_The exercise_
Write each line out exactly, leaving none out.

Point labeling dataset excerpts
********
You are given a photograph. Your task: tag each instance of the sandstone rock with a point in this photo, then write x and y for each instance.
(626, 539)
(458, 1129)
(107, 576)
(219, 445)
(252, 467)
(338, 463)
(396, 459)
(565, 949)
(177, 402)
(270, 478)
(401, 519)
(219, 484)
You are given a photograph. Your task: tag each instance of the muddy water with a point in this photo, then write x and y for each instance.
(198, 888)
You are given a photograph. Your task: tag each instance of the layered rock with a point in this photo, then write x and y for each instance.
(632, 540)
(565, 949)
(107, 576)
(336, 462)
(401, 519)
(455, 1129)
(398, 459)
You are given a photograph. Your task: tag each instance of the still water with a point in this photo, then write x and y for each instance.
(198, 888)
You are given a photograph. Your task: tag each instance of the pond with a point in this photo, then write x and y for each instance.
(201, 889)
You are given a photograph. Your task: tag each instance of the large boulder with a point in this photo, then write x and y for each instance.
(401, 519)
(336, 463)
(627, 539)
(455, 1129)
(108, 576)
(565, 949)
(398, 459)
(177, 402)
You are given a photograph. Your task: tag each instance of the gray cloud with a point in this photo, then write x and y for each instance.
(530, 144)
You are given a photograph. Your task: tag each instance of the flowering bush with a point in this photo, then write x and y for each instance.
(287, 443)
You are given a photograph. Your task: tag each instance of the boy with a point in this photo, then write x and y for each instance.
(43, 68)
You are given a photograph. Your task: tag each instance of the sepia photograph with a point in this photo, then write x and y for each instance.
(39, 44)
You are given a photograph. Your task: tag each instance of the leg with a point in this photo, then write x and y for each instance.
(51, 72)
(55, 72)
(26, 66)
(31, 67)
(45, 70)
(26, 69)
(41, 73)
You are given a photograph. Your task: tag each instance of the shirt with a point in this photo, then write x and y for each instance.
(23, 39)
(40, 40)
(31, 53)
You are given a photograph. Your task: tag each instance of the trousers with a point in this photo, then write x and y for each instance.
********
_Response to this exercise_
You are given a photograph. Your task: tag each instance of the sandstone rock with a point in this photo, then write x and y for each instance.
(626, 539)
(458, 1129)
(107, 576)
(219, 445)
(252, 467)
(338, 463)
(396, 459)
(565, 949)
(177, 402)
(270, 478)
(401, 519)
(219, 484)
You are given a photograph. Your task: tag each instance of the muddy water with a point in this photo, then write x and y for each instance.
(198, 888)
You are given a photograph. Your task: tag each instance of the layered rock with a point in this photo, then write x and y for each instance.
(632, 540)
(565, 949)
(107, 576)
(336, 462)
(401, 519)
(455, 1129)
(398, 459)
You are given a photograph. Your task: tag each instance of the still water with a point in this photo, then write x and y for each instance.
(198, 888)
You are given a photograph. Your task: tag each instance of the pond with a point in this photo, then write x and y for each instance.
(201, 889)
You are given a photograph. Your task: tag each instance of the large boulder with a point in this photo, then write x and y for each instance.
(401, 519)
(336, 463)
(627, 539)
(455, 1129)
(108, 576)
(565, 949)
(398, 459)
(177, 402)
You are given a photograph. Your task: tag each instance of the gray cloud with a point in this photo, then write x and y for each instance.
(530, 144)
You are given a photograph. Your task: tag each instance of the flowering bush with a point in this photo, then write x and y for each instance.
(287, 443)
You are given a photograph. Your task: tag each instance of the boy with a point in this photo, then write x and y for each instance.
(43, 68)
You are given a photograph. Your task: tag each instance of the sepia photograph with a point in this photo, then write x and y for each instance.
(39, 44)
You are given a photograph. Your task: tag each instance of the leg with a point in this photo, then write x and y for each instance.
(51, 72)
(55, 72)
(26, 66)
(31, 67)
(45, 70)
(26, 69)
(41, 73)
You are given a photograph. Your task: tag each instance of the shirt with a point in this photo, then write x and y for each instance.
(23, 39)
(40, 40)
(31, 53)
You are given a photograph. Your task: tag each instance of the trousers with a point in this photo, then write x and y for each instance.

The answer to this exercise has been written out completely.